Haal uit de records hieronder elke regel die het woord "blurred" bevat, en neem die regels over.

De records:

------------------------------------------------------------

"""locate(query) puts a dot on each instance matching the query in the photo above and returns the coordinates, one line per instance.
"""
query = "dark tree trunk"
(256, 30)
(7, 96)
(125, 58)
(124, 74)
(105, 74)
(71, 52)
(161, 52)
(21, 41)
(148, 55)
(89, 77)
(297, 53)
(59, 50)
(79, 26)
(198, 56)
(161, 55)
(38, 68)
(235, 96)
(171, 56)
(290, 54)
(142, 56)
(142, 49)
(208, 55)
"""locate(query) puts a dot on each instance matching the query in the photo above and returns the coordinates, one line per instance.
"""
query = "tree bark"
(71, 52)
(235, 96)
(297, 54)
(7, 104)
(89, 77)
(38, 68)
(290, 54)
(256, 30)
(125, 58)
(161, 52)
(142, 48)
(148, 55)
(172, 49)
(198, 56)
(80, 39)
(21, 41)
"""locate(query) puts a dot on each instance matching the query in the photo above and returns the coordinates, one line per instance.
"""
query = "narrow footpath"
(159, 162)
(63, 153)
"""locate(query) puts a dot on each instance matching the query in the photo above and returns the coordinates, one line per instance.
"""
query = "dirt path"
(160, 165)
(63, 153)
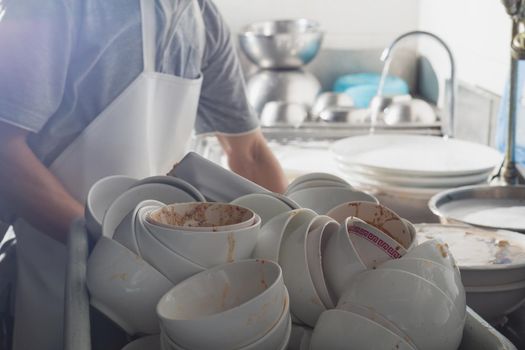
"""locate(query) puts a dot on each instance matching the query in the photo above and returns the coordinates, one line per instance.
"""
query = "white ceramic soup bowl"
(448, 280)
(435, 250)
(202, 217)
(127, 201)
(341, 330)
(172, 265)
(100, 196)
(208, 248)
(228, 306)
(263, 204)
(373, 246)
(125, 232)
(418, 307)
(322, 200)
(305, 303)
(341, 261)
(376, 215)
(274, 231)
(124, 287)
(317, 239)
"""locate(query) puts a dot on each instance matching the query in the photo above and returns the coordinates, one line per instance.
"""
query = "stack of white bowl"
(322, 191)
(405, 171)
(147, 247)
(492, 265)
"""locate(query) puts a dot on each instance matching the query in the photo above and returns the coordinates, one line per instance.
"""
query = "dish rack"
(79, 335)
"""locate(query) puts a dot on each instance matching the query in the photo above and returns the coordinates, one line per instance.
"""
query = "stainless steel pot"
(295, 86)
(281, 44)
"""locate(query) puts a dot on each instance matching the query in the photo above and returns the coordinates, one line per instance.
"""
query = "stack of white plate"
(492, 265)
(404, 171)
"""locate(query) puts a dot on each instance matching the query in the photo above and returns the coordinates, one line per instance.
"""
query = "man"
(92, 88)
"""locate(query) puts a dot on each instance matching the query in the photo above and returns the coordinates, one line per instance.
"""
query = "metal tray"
(495, 207)
(477, 335)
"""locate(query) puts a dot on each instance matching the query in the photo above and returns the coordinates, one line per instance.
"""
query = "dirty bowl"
(208, 248)
(204, 217)
(226, 307)
(124, 287)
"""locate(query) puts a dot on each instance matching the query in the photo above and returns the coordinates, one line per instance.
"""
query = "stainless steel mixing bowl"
(281, 44)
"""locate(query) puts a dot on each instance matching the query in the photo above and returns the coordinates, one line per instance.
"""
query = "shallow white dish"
(228, 306)
(127, 201)
(416, 306)
(265, 205)
(341, 330)
(322, 200)
(485, 257)
(124, 287)
(99, 198)
(416, 155)
(274, 232)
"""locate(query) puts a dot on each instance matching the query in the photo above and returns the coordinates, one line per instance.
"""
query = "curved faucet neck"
(452, 94)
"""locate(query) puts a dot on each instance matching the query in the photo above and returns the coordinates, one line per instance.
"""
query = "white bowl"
(315, 177)
(317, 239)
(99, 198)
(376, 215)
(209, 248)
(127, 201)
(448, 280)
(341, 261)
(338, 329)
(376, 317)
(305, 303)
(125, 232)
(175, 182)
(316, 184)
(264, 205)
(322, 200)
(228, 306)
(124, 287)
(172, 265)
(485, 257)
(373, 246)
(419, 308)
(273, 232)
(493, 302)
(202, 217)
(435, 250)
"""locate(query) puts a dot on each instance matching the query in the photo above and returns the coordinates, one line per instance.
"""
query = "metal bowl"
(281, 44)
(331, 100)
(294, 86)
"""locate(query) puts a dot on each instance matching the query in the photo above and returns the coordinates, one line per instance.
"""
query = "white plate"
(126, 202)
(412, 181)
(151, 342)
(416, 155)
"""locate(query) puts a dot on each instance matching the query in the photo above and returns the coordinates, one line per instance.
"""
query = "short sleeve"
(35, 45)
(223, 105)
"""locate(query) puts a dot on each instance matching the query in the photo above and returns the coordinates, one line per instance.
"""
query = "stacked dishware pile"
(405, 171)
(492, 265)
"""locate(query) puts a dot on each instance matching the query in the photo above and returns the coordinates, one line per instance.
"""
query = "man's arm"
(31, 189)
(249, 156)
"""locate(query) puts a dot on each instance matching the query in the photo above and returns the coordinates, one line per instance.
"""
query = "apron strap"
(147, 9)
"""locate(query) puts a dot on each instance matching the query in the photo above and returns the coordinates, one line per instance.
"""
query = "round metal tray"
(497, 207)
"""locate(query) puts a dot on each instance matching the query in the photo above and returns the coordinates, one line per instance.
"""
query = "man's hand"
(30, 189)
(250, 156)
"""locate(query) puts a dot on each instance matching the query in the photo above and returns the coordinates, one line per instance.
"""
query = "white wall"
(478, 32)
(348, 24)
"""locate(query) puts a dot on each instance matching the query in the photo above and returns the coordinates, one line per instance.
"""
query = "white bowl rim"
(274, 284)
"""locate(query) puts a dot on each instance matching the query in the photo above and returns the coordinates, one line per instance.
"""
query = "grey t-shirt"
(63, 61)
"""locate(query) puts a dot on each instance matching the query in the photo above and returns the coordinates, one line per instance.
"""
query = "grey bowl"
(281, 44)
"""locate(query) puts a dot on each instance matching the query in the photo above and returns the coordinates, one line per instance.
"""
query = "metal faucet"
(451, 94)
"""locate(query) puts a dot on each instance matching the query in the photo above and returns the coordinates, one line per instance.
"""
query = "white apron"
(143, 132)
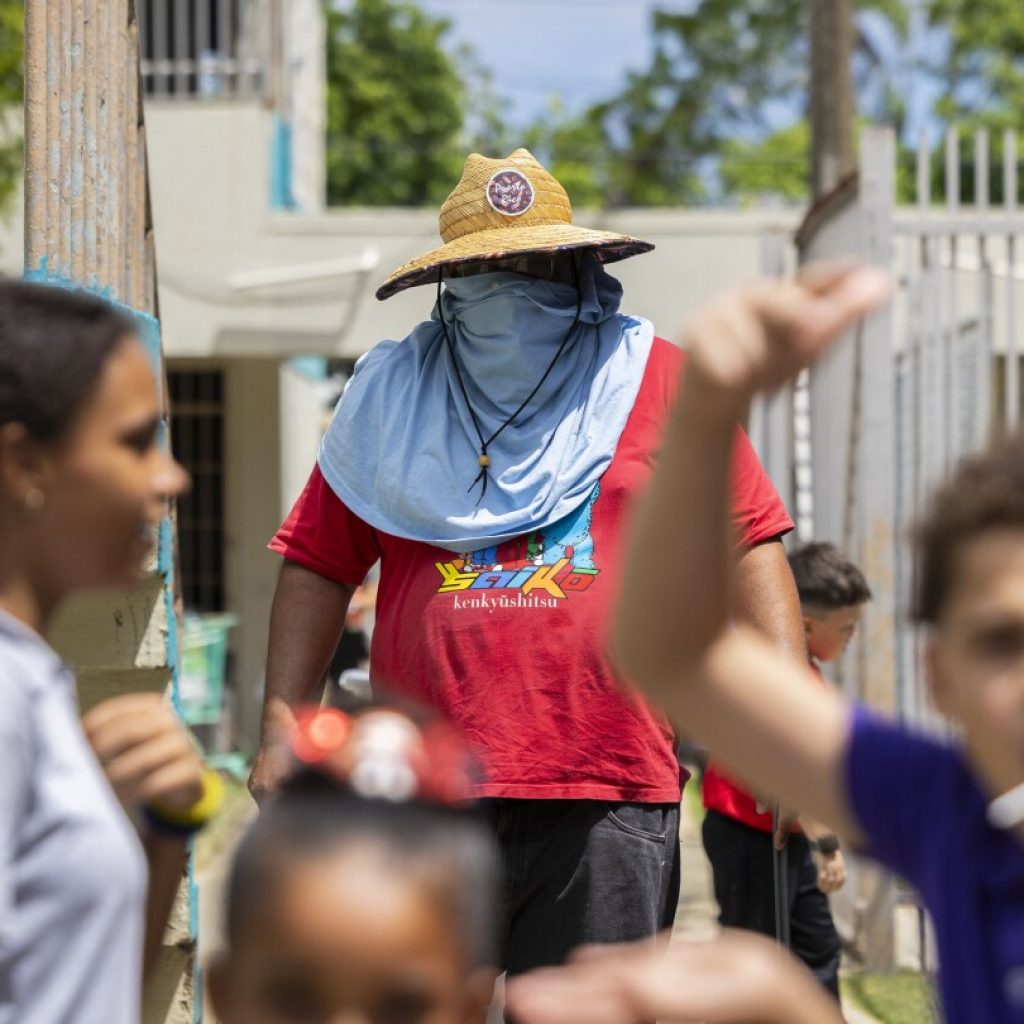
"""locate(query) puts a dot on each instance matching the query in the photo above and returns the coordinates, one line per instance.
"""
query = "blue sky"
(580, 50)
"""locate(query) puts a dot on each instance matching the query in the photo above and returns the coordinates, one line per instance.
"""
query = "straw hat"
(506, 207)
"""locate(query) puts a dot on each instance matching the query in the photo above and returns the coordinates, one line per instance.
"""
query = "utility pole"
(830, 93)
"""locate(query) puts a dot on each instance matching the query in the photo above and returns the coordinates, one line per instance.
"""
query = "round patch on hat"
(510, 193)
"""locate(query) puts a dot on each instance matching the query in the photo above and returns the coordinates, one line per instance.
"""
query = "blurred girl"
(364, 892)
(83, 484)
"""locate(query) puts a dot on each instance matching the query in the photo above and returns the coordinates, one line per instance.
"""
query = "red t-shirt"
(509, 642)
(728, 798)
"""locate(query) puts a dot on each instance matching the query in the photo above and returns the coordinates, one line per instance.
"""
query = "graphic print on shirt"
(538, 569)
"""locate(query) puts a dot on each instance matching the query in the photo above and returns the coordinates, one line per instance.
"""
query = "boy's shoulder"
(910, 792)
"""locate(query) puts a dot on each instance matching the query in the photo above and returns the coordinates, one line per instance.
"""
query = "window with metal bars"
(202, 47)
(198, 442)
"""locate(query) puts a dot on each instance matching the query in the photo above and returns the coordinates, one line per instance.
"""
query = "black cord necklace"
(484, 459)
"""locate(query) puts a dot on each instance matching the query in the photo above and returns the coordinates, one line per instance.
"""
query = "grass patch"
(893, 998)
(692, 804)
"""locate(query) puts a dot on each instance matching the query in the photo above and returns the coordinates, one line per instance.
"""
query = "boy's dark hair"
(53, 345)
(451, 851)
(825, 580)
(986, 493)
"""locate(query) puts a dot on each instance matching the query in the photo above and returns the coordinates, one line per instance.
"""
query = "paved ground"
(695, 919)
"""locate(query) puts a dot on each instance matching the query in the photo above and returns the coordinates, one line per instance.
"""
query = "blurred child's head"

------------------------------------------------------------

Jouw antwoord:
query = "blurred girl"
query = "blurred child's head"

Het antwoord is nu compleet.